About this task: Go through the data and copy each line that holds "shopping".

Natural language region descriptions
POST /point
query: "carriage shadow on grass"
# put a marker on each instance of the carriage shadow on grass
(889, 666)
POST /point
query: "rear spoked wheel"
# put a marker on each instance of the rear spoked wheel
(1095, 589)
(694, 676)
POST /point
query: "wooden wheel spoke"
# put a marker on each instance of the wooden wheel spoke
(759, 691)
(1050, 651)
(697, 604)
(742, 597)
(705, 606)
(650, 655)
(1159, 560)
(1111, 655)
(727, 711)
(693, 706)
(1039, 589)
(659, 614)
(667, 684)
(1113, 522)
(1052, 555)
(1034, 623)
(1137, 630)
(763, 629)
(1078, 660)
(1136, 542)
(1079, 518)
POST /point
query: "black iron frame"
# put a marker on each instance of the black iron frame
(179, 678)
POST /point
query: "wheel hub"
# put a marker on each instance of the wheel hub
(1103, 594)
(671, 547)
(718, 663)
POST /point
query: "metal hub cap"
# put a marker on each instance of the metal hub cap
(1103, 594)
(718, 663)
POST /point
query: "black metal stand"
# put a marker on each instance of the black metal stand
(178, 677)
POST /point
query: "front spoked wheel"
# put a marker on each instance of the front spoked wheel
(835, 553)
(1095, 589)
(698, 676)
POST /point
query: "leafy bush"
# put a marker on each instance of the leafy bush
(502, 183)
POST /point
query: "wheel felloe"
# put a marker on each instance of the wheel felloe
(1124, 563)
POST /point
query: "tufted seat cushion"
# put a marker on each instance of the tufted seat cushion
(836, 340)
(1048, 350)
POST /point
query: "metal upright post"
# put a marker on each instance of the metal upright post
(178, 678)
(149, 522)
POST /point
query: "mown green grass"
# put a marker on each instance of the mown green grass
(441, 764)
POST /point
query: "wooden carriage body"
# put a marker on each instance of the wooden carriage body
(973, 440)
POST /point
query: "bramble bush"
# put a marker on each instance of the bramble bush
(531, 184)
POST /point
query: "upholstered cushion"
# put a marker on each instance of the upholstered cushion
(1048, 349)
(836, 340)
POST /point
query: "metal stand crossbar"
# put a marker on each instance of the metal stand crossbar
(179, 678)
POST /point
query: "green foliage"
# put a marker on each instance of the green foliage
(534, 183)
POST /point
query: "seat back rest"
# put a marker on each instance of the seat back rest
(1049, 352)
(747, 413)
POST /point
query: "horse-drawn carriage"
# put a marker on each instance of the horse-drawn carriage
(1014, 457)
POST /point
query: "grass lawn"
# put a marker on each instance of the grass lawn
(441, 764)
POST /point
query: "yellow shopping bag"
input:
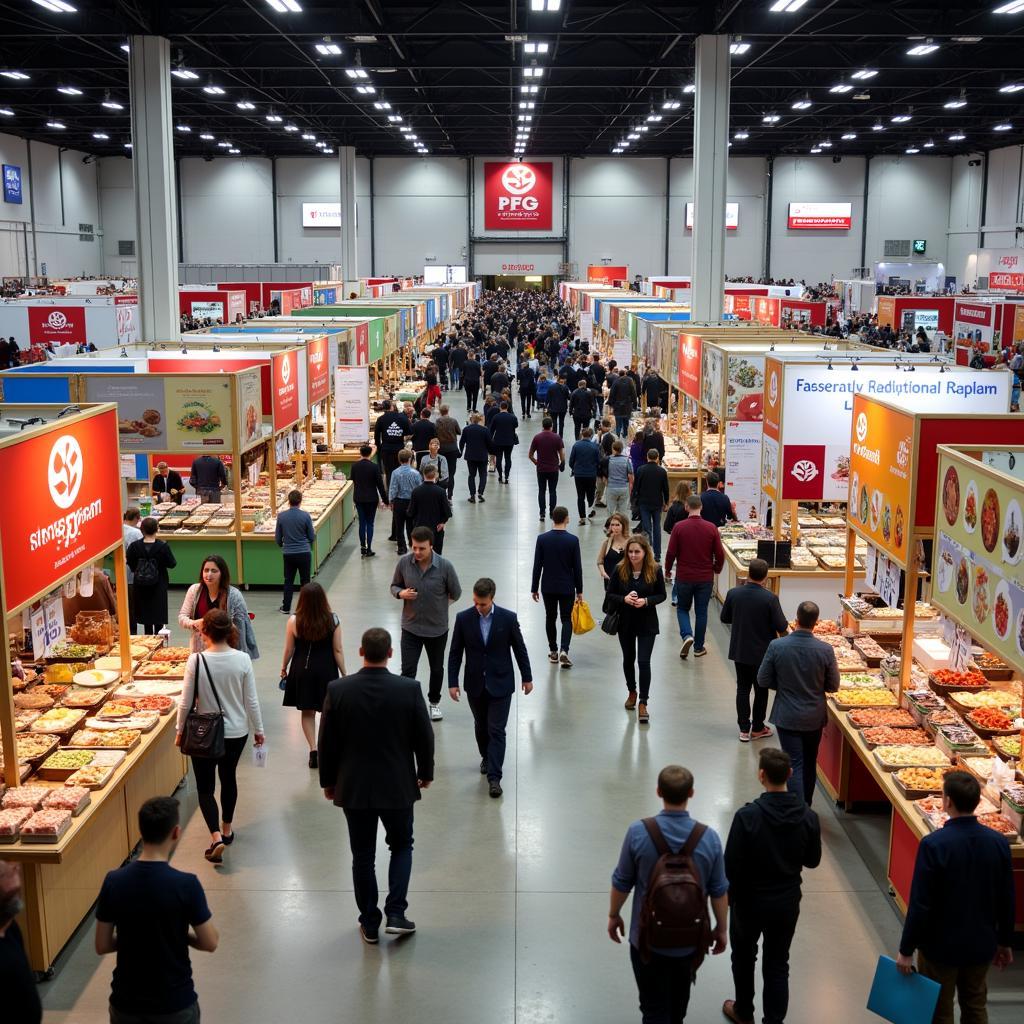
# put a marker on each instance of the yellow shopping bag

Completed exercise:
query: "yellow shopping bag"
# put a marker on each instance of the yellow shopping bag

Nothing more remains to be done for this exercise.